* **What is required**
Only the pictures are to be dropped; the rest of the data below is to be duplicated exactly.

====== Given data ======

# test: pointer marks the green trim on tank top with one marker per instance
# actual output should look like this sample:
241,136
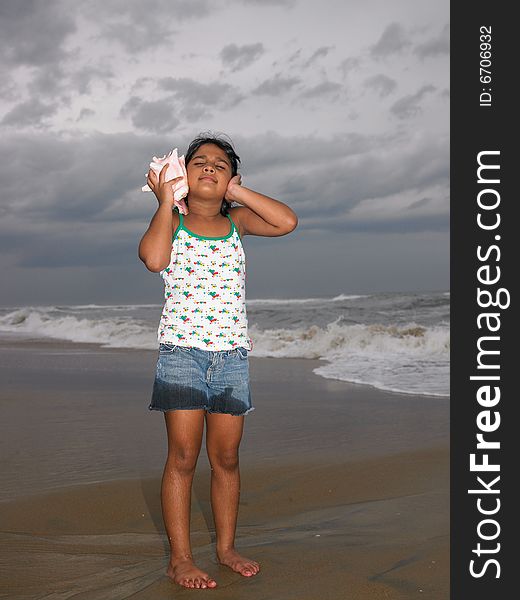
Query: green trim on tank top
202,237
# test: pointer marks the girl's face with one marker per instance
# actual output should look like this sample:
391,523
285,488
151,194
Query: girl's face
209,172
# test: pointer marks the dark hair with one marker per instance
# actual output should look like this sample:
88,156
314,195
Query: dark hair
219,140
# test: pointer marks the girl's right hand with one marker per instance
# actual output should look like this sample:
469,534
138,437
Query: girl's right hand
162,189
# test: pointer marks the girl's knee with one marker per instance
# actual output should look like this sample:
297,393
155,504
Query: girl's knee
224,459
183,460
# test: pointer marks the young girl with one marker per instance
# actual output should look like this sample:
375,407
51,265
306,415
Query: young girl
203,369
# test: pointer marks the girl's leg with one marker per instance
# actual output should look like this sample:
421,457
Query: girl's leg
223,435
184,428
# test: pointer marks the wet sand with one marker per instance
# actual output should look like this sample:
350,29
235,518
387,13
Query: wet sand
345,489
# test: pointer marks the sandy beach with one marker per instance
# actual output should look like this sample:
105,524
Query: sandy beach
345,488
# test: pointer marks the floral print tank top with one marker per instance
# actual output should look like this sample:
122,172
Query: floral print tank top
204,292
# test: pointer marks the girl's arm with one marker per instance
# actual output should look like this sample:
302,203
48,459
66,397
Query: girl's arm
260,215
156,243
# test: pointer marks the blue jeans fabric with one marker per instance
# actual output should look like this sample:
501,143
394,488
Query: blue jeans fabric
189,378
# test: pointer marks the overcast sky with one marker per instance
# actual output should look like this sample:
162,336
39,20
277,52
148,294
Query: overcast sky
338,108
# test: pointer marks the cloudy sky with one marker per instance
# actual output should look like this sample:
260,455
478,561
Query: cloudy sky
338,108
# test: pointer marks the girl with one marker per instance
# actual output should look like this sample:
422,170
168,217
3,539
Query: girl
203,369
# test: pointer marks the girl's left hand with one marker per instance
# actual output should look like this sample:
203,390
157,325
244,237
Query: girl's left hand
232,185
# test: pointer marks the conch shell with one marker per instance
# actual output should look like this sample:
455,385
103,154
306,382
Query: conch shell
176,168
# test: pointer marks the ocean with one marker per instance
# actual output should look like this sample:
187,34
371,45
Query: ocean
398,342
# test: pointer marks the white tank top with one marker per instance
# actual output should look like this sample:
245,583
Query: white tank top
204,292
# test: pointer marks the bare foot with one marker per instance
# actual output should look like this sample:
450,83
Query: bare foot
184,572
232,559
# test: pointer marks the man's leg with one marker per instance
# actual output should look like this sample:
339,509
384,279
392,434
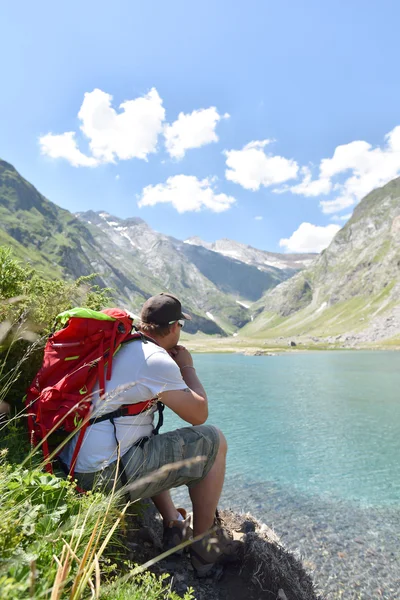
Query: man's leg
205,494
165,506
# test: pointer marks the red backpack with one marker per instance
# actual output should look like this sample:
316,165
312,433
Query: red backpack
59,399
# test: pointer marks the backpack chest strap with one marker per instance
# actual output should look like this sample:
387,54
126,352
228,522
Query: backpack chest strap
127,410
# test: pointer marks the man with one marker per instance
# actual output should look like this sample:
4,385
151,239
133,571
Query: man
158,367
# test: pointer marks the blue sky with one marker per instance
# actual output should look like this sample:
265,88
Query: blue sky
290,111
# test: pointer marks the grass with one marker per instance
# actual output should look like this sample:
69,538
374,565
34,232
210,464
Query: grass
55,543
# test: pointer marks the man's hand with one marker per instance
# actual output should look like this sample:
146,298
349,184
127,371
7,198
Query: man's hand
181,356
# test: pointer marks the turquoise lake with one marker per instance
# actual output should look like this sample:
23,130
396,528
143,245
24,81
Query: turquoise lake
314,452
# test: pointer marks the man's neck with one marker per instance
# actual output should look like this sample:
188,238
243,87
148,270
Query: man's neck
160,341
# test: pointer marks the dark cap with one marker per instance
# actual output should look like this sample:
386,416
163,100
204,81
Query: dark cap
162,310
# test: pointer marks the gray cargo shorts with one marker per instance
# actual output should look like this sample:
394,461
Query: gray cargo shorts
197,445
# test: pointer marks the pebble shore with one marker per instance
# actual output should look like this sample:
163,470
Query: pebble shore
352,552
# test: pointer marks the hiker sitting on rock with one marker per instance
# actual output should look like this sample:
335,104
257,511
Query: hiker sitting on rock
156,366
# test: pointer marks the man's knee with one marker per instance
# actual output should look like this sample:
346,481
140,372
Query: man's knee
223,444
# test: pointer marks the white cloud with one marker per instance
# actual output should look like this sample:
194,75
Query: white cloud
340,218
131,133
311,188
186,193
65,146
251,167
309,238
364,168
192,131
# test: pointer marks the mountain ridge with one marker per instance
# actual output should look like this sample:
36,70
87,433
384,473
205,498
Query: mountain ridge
352,289
129,256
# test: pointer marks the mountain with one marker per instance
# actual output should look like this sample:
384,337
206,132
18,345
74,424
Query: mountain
265,261
352,290
130,257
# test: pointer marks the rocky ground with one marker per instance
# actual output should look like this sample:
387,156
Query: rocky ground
267,571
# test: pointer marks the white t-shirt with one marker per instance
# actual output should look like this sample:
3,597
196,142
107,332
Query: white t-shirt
139,372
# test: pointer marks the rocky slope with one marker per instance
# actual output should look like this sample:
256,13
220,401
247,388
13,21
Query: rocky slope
265,261
351,292
130,257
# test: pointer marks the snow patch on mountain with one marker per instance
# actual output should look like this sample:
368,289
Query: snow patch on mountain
243,304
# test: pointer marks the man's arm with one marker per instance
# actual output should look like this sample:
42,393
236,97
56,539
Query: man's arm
190,404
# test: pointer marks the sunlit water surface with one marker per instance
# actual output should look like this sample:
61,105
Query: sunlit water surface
314,451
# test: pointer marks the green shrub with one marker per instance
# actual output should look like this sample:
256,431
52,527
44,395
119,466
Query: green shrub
29,304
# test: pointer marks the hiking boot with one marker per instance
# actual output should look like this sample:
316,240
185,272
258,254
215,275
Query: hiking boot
176,532
213,550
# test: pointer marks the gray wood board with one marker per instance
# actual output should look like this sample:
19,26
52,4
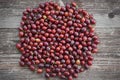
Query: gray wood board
106,64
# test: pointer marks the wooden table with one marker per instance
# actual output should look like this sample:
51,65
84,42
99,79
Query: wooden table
106,64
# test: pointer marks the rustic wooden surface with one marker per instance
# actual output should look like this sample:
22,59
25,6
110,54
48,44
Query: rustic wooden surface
106,65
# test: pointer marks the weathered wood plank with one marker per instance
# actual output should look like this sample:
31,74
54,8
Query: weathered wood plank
106,65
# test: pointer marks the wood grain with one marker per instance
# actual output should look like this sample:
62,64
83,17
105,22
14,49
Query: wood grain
106,64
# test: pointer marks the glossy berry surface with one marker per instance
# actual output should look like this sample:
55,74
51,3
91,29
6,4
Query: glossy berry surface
60,40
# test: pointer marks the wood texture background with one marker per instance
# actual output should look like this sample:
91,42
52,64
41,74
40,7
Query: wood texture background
106,64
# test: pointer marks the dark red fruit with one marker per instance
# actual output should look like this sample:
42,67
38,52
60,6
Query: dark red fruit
59,39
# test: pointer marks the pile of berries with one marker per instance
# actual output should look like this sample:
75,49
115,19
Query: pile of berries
60,40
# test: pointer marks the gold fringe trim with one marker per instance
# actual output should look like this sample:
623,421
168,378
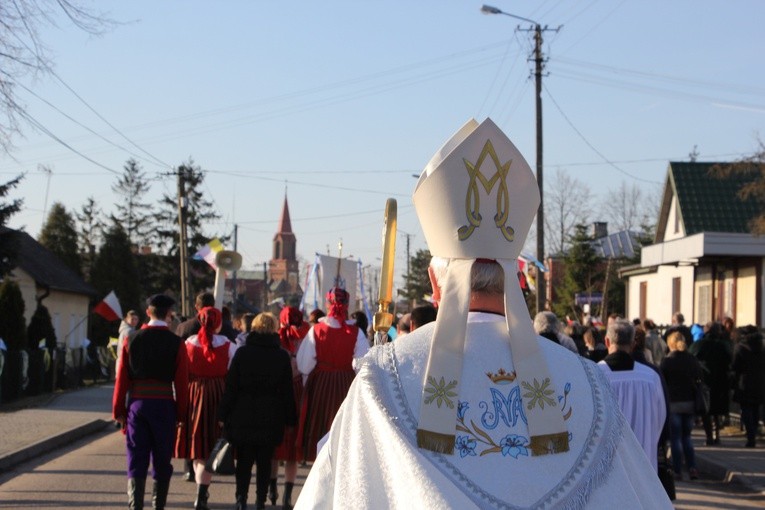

======

* **Answer section**
# test: pointer marks the green trim on tank top with one marker per instance
# actual output should look like this sample:
241,136
Query: green trim on tank top
202,237
# test: pointer marks the girl's face with one marker per instance
# actual output should look like this sample:
391,523
285,488
151,194
Query: girl's face
209,172
# test: pointer marks the dark hair with one marker per instance
# actual output should look like this sample:
88,156
314,195
Query: dark hair
219,140
# test: pointer marks the girl's right hand with one marker per instance
# actual output should look like this sample:
469,534
138,437
Query: girl's right hand
162,189
# test: pointer marks the girl's knee with one marker per instance
# actual output should look like this sample:
297,393
155,504
Query: girl's knee
224,459
183,460
# test: pointer marks the young girl with one marker per instance
# actual output should look like this sample:
375,407
51,265
306,415
Query: young girl
203,369
# test: pointer marks the girl's leg with one marker per instance
# actual output should look like this sample:
421,457
Query: girl's leg
223,435
184,428
# test: pointer marks the wet sand with one marker per instance
# actual output should look like this sample:
350,29
235,518
387,13
Query: wet sand
345,489
# test: pointer marks the sandy beach with one marker per instance
# actual output should look like this sample:
105,524
Query: sandy beach
345,488
# test: pointer marks the floral print tank top with one marker per instance
# actual output should look like this sample:
122,172
Query: floral print tank top
204,292
# test: pointer marks the girl's arm with one marker per instance
# actual output should look like this sample:
302,203
48,459
66,397
Query: girl's arm
260,215
156,243
# test: pointer marks the blue jeans fabric with one marker per instance
# actual output should look like this sample:
501,143
394,488
Query: blue jeans fabric
189,378
# test: pointer marks the overcast sky with one marker per instance
# actual output should look like this sample:
162,336
39,20
277,52
148,294
Query: overcast sky
338,108
# test: pointer marks the cloudy sky with one marker per instance
# actual output should look like this sample:
260,455
478,561
Query: cloudy sky
338,108
# test: pointer marks the girl with one marker per instance
# actual output should look like this sample:
422,170
168,217
3,539
Query: girl
203,369
# test: pointer marks the girl's left hand with one marker per instance
# actual output should look like this sample:
203,390
157,325
244,237
Query: girl's left hand
232,185
# test: pointer marks the conch shell with one marker per instance
# actual output should look like this sample:
455,385
103,154
306,382
Query: conch shell
176,168
# test: pointer marks the ocean with one marker per instance
# actual output should look like this sample:
187,34
371,45
Query: ocean
398,342
# test: pointer marks the white tank top with one marker per instance
# actual output should look like this sample:
245,583
Query: white tank top
204,292
# test: pointer marks the bare foot with one marker per instance
# actual output should look like this sample:
450,83
Query: bare foot
184,572
232,559
# test: pointer marks the man's leg with one marker per instance
# actual output should look like this sample:
339,509
384,279
392,434
Query: man's leg
205,494
165,506
# test: pointer marks the red backpack with one marker per instance
# actual output should look like this sample:
316,165
312,433
Query: red backpack
59,399
# test: pointer marks the backpack chest strap with one marker per instance
# actual output should look like this sample:
387,54
126,352
228,522
Query: backpack chest strap
127,410
# test: pointer marks the man with one marker per instance
# actual output should look like this sample:
4,385
151,239
133,571
Query: man
158,367
# test: pointer marks the blue sky with one marker per instance
# actual output should look like this sample:
265,88
Query: blue sky
290,111
# test: pointer marks the grass with one marker per instance
# actual output should look like this sample:
69,538
374,565
34,232
210,464
Query: grass
55,543
# test: pointer marks the man's hand with one marker per instance
# actual output should look like this sample:
146,298
349,184
127,371
7,198
Query: man's hand
181,356
# test: pointer marks the turquoise lake with one marker per instance
# actual output should look like this sample:
23,130
396,528
143,245
24,81
Query: turquoise lake
314,452
# test: pointer marks the man's neck with one marker per instance
# actual output should look like this sample:
188,238
243,87
148,270
Query: man's neck
160,341
# test: pointer marks the dark cap with one marker per instance
# actual output should look like this sample:
386,416
163,100
204,81
Query: dark cap
162,310
# test: pointer marks the gray cargo shorts with one marker per instance
# actual output should look like this sample:
394,461
Query: gray cargo shorts
197,445
# test: pointer marks the pebble shore with one marker per instance
# actual output should look like this sample:
163,470
Query: pebble shore
352,552
# test: pointer marks the hiker sitting on rock with one marker per instance
# actual output should look like this sample:
335,104
257,511
Query: hiker sitting on rock
156,366
# test: pointer marks the man's knee with one marker per instance
# actual output should look like this sample:
346,481
140,372
Query: man's knee
223,444
# test: pointer marks the white cloud with one marker per instance
# actual output should look like this sample:
194,75
Query: white cloud
340,218
131,133
311,188
186,193
65,146
251,167
309,238
364,168
192,131
# test: pointer marks the mountain ridge with one marker per instance
# actual output should look like this sample:
36,70
87,433
384,473
205,498
Query: mountain ridge
352,289
129,256
# test: pointer marks the mountain with one marker per instance
# actual output should look like this sample:
384,337
206,132
18,345
74,424
Query: mountain
265,261
352,290
130,257
# test: pointer marks the rocky ground with one marker per instance
# actual output should look like this sample:
387,156
Query: rocky ground
267,571
# test: pointer marks the white t-shirt with one marker per instance
# actual output should look like this sample:
3,597
196,142
107,332
Query: white t-shirt
139,372
# test: pointer marks the rocky slope with one marker per instance
# actual output should look like this sample:
256,13
220,401
247,388
13,21
Query: rocky slope
265,261
351,292
130,257
# test: pointer marks the snow patch on mountain with one marker per instance
# actual output should look like this sample:
368,289
Query: snow patch on mountain
243,304
# test: pointer marks the man's arm with one marker per instance
# actual output should look like this sample:
42,393
236,97
56,539
Query: man's arm
190,404
# test: pointer marks the sunlit water surface with one marker per instance
# actual output should look like this sample:
61,105
Query: sunlit water surface
314,451
# test: pointer marks the green shrub with one marker per instance
# actual output should look like this sample:
256,431
52,527
44,395
119,466
Query: green shrub
29,304
# test: pointer marks the hiking boot with one marker per instance
# actual output should look like this sample:
316,240
185,272
258,254
215,275
Query: hiking boot
176,532
213,550
# test: pointer marks the gray wood board with one marker per instance
# actual output should look like this sample:
19,26
52,4
Query: gray wood board
106,64
# test: pointer marks the wooden table with one marker per instance
# actual output should look like this sample:
51,65
84,42
99,79
Query: wooden table
106,64
# test: pointer marks the rustic wooden surface with one marker per instance
# actual output should look like this sample:
22,59
25,6
110,54
48,44
Query: rustic wooden surface
106,65
# test: pointer marks the weathered wood plank with one marker per instance
# actual output should look like this sample:
31,74
54,8
Query: weathered wood plank
106,65
# test: pointer marks the wood grain with one marker per instance
# actual output should look like this sample:
62,64
83,17
105,22
14,49
Query: wood grain
106,64
# test: pointer marks the glossy berry surface with one marker per instance
# actual output should look like this sample:
55,74
51,3
91,29
6,4
Query: glossy berry surface
60,40
# test: pointer marks the wood texture background with one marker per instance
# actual output should look like this sample:
91,42
52,64
41,74
40,7
Query: wood texture background
106,64
# test: pointer marks the dark red fruit with one marker per instance
# actual output should look like this sample:
42,67
38,52
60,6
Query: dark red fruit
59,39
# test: pointer marks the pile of berries with one marker per instance
# actual output should look like this sample:
75,49
115,19
Query: pile of berries
60,40
# test: pointer marks the gold fringe trim with one marker per instance
# actual output should look like this sample:
623,421
168,378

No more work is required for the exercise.